Point localization data →
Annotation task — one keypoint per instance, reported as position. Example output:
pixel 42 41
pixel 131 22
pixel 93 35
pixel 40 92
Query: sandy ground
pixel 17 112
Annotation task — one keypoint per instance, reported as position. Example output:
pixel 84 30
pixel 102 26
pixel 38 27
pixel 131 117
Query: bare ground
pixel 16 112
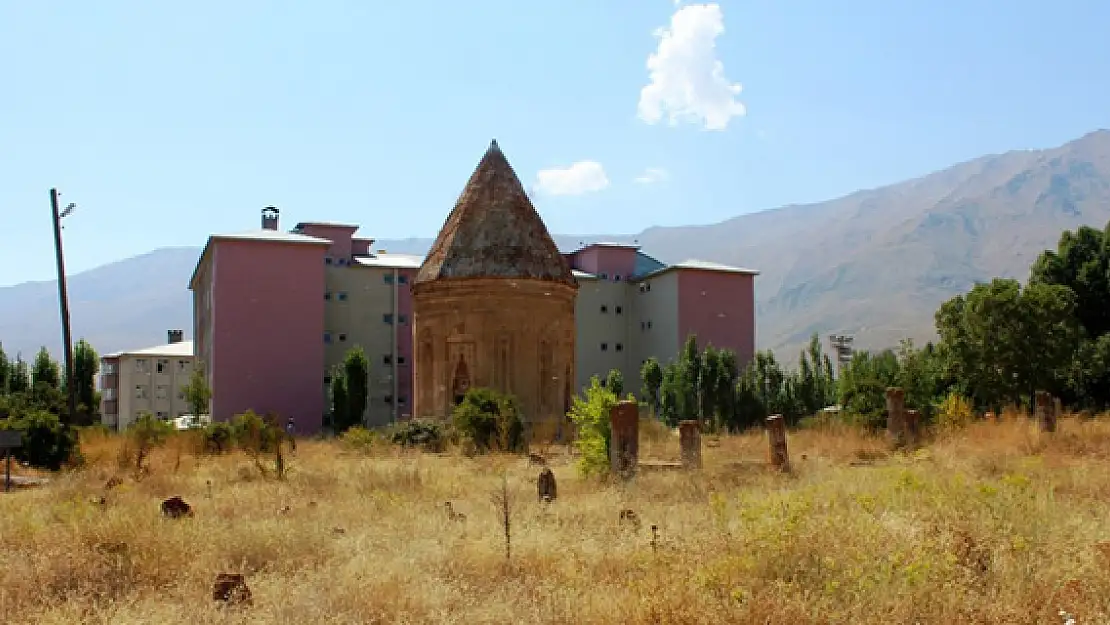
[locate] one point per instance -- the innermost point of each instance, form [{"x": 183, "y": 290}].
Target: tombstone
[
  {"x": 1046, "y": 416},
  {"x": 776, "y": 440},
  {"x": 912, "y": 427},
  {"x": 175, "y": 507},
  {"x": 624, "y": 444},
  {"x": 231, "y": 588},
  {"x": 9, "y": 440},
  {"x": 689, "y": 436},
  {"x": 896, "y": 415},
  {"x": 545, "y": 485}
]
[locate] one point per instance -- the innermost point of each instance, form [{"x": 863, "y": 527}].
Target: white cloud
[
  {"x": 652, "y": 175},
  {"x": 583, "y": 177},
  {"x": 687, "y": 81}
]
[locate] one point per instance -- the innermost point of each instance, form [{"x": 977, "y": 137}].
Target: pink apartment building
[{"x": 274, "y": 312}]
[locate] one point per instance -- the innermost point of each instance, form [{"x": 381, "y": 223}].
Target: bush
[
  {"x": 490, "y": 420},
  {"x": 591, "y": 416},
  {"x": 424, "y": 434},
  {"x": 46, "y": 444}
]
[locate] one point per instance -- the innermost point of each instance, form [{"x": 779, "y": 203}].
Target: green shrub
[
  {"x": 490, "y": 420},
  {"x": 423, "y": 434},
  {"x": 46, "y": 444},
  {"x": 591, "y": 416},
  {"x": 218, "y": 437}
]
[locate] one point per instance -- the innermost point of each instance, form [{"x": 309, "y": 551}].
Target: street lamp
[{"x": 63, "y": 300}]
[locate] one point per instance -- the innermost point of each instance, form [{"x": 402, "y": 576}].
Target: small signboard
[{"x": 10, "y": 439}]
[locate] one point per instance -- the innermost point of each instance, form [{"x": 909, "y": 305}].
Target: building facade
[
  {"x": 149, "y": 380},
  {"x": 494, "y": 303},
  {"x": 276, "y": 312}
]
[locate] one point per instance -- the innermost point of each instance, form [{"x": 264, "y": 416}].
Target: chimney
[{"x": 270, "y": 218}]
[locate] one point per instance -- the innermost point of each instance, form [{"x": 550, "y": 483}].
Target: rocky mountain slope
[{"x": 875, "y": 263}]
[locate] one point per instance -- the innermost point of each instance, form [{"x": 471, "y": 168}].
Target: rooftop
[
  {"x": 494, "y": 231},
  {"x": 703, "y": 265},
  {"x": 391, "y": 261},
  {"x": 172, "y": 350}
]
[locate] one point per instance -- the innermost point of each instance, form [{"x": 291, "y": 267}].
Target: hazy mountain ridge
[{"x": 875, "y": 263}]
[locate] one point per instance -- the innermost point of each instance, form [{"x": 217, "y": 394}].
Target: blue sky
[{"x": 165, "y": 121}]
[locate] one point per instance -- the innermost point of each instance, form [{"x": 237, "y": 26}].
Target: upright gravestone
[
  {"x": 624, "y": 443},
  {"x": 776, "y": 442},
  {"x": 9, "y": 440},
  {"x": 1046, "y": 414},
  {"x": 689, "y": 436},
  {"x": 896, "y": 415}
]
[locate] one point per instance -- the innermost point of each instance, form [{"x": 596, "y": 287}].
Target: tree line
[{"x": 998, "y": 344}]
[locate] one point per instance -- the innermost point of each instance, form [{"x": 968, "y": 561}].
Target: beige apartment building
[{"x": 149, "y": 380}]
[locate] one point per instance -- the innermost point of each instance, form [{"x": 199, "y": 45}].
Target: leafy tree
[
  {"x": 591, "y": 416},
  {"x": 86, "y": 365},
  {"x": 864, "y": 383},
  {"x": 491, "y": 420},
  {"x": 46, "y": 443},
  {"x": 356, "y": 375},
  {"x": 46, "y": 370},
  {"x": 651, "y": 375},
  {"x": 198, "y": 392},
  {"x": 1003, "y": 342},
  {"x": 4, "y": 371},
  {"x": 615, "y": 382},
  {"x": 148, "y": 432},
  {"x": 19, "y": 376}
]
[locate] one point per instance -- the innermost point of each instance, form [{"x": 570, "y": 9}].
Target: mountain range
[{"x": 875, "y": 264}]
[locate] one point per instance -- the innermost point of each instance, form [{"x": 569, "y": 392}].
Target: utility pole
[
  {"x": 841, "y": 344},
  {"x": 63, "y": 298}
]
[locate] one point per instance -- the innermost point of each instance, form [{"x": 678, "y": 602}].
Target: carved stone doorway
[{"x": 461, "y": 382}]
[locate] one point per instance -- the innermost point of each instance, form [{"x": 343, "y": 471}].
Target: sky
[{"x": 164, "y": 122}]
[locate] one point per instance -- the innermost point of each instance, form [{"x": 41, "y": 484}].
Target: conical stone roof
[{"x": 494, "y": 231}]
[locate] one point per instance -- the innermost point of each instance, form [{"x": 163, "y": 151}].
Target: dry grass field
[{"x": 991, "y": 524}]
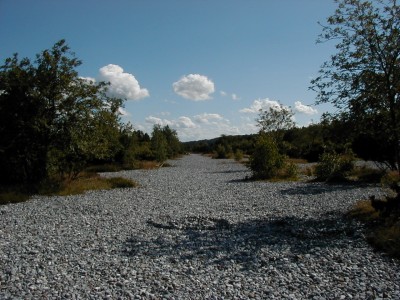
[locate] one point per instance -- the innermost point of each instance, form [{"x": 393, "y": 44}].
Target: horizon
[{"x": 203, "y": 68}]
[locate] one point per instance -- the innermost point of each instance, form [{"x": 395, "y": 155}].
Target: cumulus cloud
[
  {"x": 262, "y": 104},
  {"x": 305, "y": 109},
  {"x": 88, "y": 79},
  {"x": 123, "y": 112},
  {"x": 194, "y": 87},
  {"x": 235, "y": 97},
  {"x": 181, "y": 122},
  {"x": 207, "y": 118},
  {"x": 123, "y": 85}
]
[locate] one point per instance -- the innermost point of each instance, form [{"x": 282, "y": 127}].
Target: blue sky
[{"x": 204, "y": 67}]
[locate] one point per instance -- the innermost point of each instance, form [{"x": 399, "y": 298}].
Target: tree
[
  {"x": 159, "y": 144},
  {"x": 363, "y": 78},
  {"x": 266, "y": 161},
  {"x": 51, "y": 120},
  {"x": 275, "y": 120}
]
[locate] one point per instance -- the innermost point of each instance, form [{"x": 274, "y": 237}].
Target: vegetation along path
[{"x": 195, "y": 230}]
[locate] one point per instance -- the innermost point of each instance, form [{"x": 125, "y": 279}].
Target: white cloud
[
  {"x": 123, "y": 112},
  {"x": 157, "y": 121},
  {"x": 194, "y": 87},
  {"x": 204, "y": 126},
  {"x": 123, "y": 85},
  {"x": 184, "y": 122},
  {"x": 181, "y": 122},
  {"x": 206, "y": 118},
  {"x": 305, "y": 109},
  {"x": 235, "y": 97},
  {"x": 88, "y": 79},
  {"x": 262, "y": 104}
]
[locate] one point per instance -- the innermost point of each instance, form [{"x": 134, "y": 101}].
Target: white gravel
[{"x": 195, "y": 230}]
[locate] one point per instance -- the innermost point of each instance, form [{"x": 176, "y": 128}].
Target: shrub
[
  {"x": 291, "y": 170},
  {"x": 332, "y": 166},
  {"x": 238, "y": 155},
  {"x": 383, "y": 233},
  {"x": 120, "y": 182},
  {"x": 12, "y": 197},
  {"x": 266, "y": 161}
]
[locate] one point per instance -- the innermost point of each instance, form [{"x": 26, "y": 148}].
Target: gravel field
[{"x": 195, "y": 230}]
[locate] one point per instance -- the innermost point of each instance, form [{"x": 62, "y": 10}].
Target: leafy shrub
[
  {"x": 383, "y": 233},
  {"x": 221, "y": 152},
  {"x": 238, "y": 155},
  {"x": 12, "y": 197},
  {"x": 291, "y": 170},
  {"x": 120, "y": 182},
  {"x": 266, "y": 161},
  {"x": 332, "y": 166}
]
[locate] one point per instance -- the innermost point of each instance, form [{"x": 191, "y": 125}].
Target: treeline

Task to carry out →
Type the entries again verbatim. Any pictures should be skipped.

Answer space →
Annotation task — one keypoint per instance, reported as position. Example output:
pixel 42 41
pixel 131 22
pixel 93 35
pixel 40 92
Query: sandy ground
pixel 17 112
Annotation task — one keypoint per instance, reported as position. Example output:
pixel 84 30
pixel 102 26
pixel 38 27
pixel 131 117
Query: bare ground
pixel 16 112
[locate] one point per instance -- the innermost point of each instance, form [{"x": 183, "y": 290}].
Target: tombstone
[
  {"x": 1046, "y": 416},
  {"x": 776, "y": 440},
  {"x": 912, "y": 427},
  {"x": 175, "y": 507},
  {"x": 624, "y": 444},
  {"x": 231, "y": 588},
  {"x": 9, "y": 440},
  {"x": 689, "y": 436},
  {"x": 896, "y": 415},
  {"x": 545, "y": 485}
]
[locate] one point per instance -- the innermost point of each instance, form [{"x": 863, "y": 527}].
Target: white cloud
[
  {"x": 652, "y": 175},
  {"x": 583, "y": 177},
  {"x": 687, "y": 81}
]
[locate] one point per instance -- the innermost point of each instance, form [{"x": 977, "y": 137}].
Target: pink apartment building
[{"x": 274, "y": 312}]
[locate] one point per instance -- the innermost point of each instance, form [{"x": 381, "y": 223}].
Target: bush
[
  {"x": 490, "y": 420},
  {"x": 591, "y": 416},
  {"x": 424, "y": 434},
  {"x": 46, "y": 444}
]
[locate] one point per instance -- the innermost point of each instance, form [{"x": 779, "y": 203}].
Target: green shrub
[
  {"x": 490, "y": 420},
  {"x": 423, "y": 434},
  {"x": 46, "y": 444},
  {"x": 591, "y": 416},
  {"x": 218, "y": 437}
]
[locate] one point per instance -- the innermost point of each instance, form [{"x": 309, "y": 551}].
Target: street lamp
[{"x": 63, "y": 300}]
[locate] one point per instance -- the innermost point of each instance, form [{"x": 402, "y": 576}].
Target: small signboard
[{"x": 10, "y": 439}]
[locate] one point per instance -- the innermost point of each instance, form [{"x": 909, "y": 305}].
Target: building facade
[
  {"x": 149, "y": 380},
  {"x": 494, "y": 303},
  {"x": 276, "y": 312}
]
[locate] one point per instance -- the innermost point of each instance, form [{"x": 264, "y": 416}].
Target: chimney
[{"x": 270, "y": 218}]
[locate] one point per instance -- the innermost point of each instance, form [{"x": 550, "y": 483}].
Target: rocky mountain slope
[{"x": 875, "y": 263}]
[locate] one point per instance -- the innermost point of each instance, form [{"x": 471, "y": 168}].
Target: rooftop
[
  {"x": 494, "y": 231},
  {"x": 703, "y": 265},
  {"x": 391, "y": 261},
  {"x": 172, "y": 350}
]
[locate] one point per instance -- the innermost point of each instance, form [{"x": 291, "y": 267}].
Target: hazy mountain ridge
[{"x": 875, "y": 263}]
[locate] one point per instance -- the innermost point of each instance, form [{"x": 217, "y": 394}].
Target: blue sky
[{"x": 165, "y": 121}]
[locate] one point per instance -- the innermost point of each instance, form [{"x": 237, "y": 26}].
Target: upright gravestone
[
  {"x": 624, "y": 443},
  {"x": 776, "y": 442},
  {"x": 9, "y": 440},
  {"x": 1046, "y": 414},
  {"x": 689, "y": 436},
  {"x": 896, "y": 415}
]
[locate] one point per instance -- the innermost point of each instance, form [{"x": 596, "y": 287}].
Target: tree line
[{"x": 998, "y": 344}]
[locate] one point per instance -- the innermost point of each instance, form [{"x": 968, "y": 561}].
Target: beige apartment building
[{"x": 149, "y": 380}]
[locate] one point per instance -- the innermost point of each instance, form [{"x": 199, "y": 45}].
Target: leafy tree
[
  {"x": 591, "y": 416},
  {"x": 86, "y": 365},
  {"x": 864, "y": 383},
  {"x": 491, "y": 420},
  {"x": 46, "y": 443},
  {"x": 356, "y": 375},
  {"x": 46, "y": 370},
  {"x": 651, "y": 375},
  {"x": 198, "y": 392},
  {"x": 1003, "y": 342},
  {"x": 4, "y": 371},
  {"x": 615, "y": 382},
  {"x": 148, "y": 432},
  {"x": 19, "y": 376}
]
[locate] one point per instance -- the innermost point of each instance, form [{"x": 570, "y": 9}].
Target: mountain range
[{"x": 875, "y": 264}]
[locate] one point per instance -- the innermost point of each instance, form [{"x": 569, "y": 392}].
Target: utility pole
[
  {"x": 841, "y": 344},
  {"x": 63, "y": 298}
]
[locate] one point per instance -- the innermost point of each instance, form [{"x": 678, "y": 602}].
Target: carved stone doorway
[{"x": 461, "y": 382}]
[locate] one point per instance -- the innermost point of each instance, form [{"x": 343, "y": 471}].
Target: sky
[{"x": 164, "y": 122}]
[locate] one point per instance -- the innermost point of each instance, form [{"x": 41, "y": 484}].
Target: conical stone roof
[{"x": 494, "y": 231}]
[locate] one point per instance -- the innermost point of each instance, form [{"x": 163, "y": 151}].
Target: dry grass field
[{"x": 991, "y": 524}]
[locate] one point per instance -- the innermost point of each instance, form [{"x": 393, "y": 44}].
Target: horizon
[{"x": 203, "y": 68}]
[locate] one point per instance -- the innermost point of each instance, form [{"x": 395, "y": 155}].
Target: cumulus cloud
[
  {"x": 262, "y": 104},
  {"x": 305, "y": 109},
  {"x": 88, "y": 79},
  {"x": 123, "y": 112},
  {"x": 194, "y": 87},
  {"x": 235, "y": 97},
  {"x": 181, "y": 122},
  {"x": 207, "y": 118},
  {"x": 123, "y": 85}
]
[locate] one point per instance -- the innermost point of each instance, form [{"x": 282, "y": 127}].
Target: blue sky
[{"x": 204, "y": 67}]
[locate] one point per instance -- the innermost point of each instance, form [{"x": 399, "y": 298}].
Target: tree
[
  {"x": 159, "y": 144},
  {"x": 363, "y": 78},
  {"x": 266, "y": 161},
  {"x": 51, "y": 120},
  {"x": 275, "y": 120}
]
[locate] one point per instance -- the innermost point of each instance, form [{"x": 274, "y": 237}].
Target: vegetation along path
[{"x": 195, "y": 230}]
[locate] one point per instance -- the innermost point of each instance, form [{"x": 125, "y": 279}].
Target: white cloud
[
  {"x": 123, "y": 112},
  {"x": 157, "y": 121},
  {"x": 194, "y": 87},
  {"x": 204, "y": 126},
  {"x": 123, "y": 85},
  {"x": 184, "y": 122},
  {"x": 181, "y": 122},
  {"x": 206, "y": 118},
  {"x": 305, "y": 109},
  {"x": 235, "y": 97},
  {"x": 88, "y": 79},
  {"x": 262, "y": 104}
]
[locate] one point per instance -- the innermost point of each instance, form [{"x": 134, "y": 101}].
Target: white gravel
[{"x": 195, "y": 230}]
[locate] one point per instance -- the innermost point of each instance, form [{"x": 176, "y": 128}].
Target: shrub
[
  {"x": 291, "y": 170},
  {"x": 332, "y": 166},
  {"x": 238, "y": 155},
  {"x": 383, "y": 233},
  {"x": 120, "y": 182},
  {"x": 12, "y": 197},
  {"x": 266, "y": 161}
]
[locate] one point per instance -- the innermost point of each instance, form [{"x": 26, "y": 148}].
Target: gravel field
[{"x": 195, "y": 230}]
[locate] one point per instance -- the innermost point of each instance, form [{"x": 62, "y": 10}].
Target: leafy shrub
[
  {"x": 383, "y": 233},
  {"x": 221, "y": 152},
  {"x": 238, "y": 155},
  {"x": 12, "y": 197},
  {"x": 291, "y": 170},
  {"x": 120, "y": 182},
  {"x": 266, "y": 161},
  {"x": 332, "y": 166}
]
[locate] one point per instance -- the innermost point of each instance, form [{"x": 191, "y": 125}].
Target: treeline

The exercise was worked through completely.